### SOURCE MATERIAL ###

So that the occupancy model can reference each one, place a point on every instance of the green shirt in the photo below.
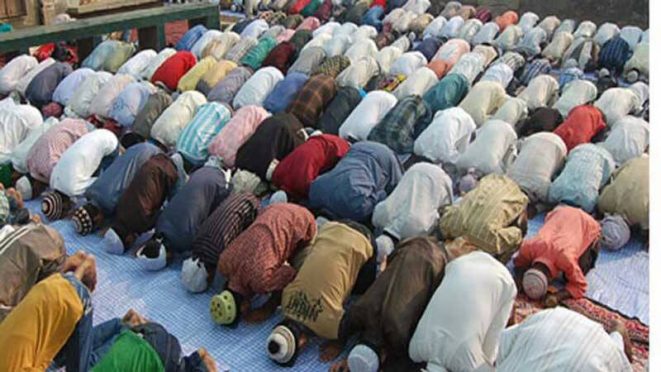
(130, 352)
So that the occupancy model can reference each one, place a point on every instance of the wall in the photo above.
(622, 12)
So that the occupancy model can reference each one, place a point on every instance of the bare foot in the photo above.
(207, 359)
(619, 327)
(341, 366)
(330, 350)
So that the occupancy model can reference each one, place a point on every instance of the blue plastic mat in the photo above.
(619, 281)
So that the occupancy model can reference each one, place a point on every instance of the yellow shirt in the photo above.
(193, 76)
(316, 296)
(35, 331)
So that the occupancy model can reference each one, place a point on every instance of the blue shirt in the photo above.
(113, 181)
(190, 38)
(614, 54)
(587, 170)
(191, 206)
(193, 141)
(285, 92)
(362, 179)
(129, 102)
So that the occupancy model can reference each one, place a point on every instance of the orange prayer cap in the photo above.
(508, 18)
(439, 67)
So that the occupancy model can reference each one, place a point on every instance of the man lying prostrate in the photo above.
(226, 222)
(103, 195)
(563, 340)
(139, 206)
(76, 170)
(461, 326)
(275, 138)
(181, 217)
(256, 262)
(412, 209)
(567, 243)
(46, 153)
(363, 178)
(314, 301)
(622, 210)
(301, 167)
(385, 316)
(492, 217)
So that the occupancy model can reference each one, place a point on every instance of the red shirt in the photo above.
(296, 171)
(255, 262)
(170, 71)
(582, 123)
(567, 233)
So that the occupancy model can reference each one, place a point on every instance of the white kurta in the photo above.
(172, 121)
(540, 158)
(559, 340)
(73, 173)
(540, 92)
(358, 74)
(19, 157)
(69, 84)
(255, 90)
(137, 63)
(492, 151)
(462, 324)
(26, 78)
(575, 93)
(512, 111)
(369, 112)
(417, 84)
(628, 139)
(616, 103)
(102, 102)
(446, 137)
(412, 207)
(13, 71)
(156, 62)
(407, 63)
(16, 121)
(81, 100)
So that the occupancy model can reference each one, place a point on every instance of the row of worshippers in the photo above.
(402, 317)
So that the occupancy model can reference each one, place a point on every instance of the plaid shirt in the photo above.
(225, 223)
(535, 68)
(312, 98)
(397, 129)
(332, 66)
(240, 49)
(254, 263)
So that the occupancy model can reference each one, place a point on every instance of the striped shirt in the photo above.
(397, 129)
(486, 214)
(540, 158)
(226, 222)
(255, 262)
(236, 132)
(559, 339)
(48, 149)
(194, 139)
(614, 54)
(312, 98)
(588, 169)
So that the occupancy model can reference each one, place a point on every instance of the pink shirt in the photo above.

###

## WORK TO BE COMPLETED
Your output should be the lines from the one with "plaid shirt in the photo above." through the end of the records above, copied exactly.

## ANSWER TO THE EXERCISE
So that the occupancy model can reference each one, place a point on every instance of the plaid shirt in the photo above.
(225, 223)
(535, 68)
(312, 98)
(397, 129)
(332, 66)
(240, 49)
(254, 263)
So that the occupancy model can reference each one, place a point on every instance of the striped shirt in the photo above.
(397, 129)
(486, 214)
(540, 158)
(226, 222)
(255, 262)
(236, 132)
(559, 339)
(48, 149)
(194, 139)
(614, 54)
(312, 98)
(588, 169)
So that the occupancy model can reference each one, place a point on every instance of the pink shirt in the photo above.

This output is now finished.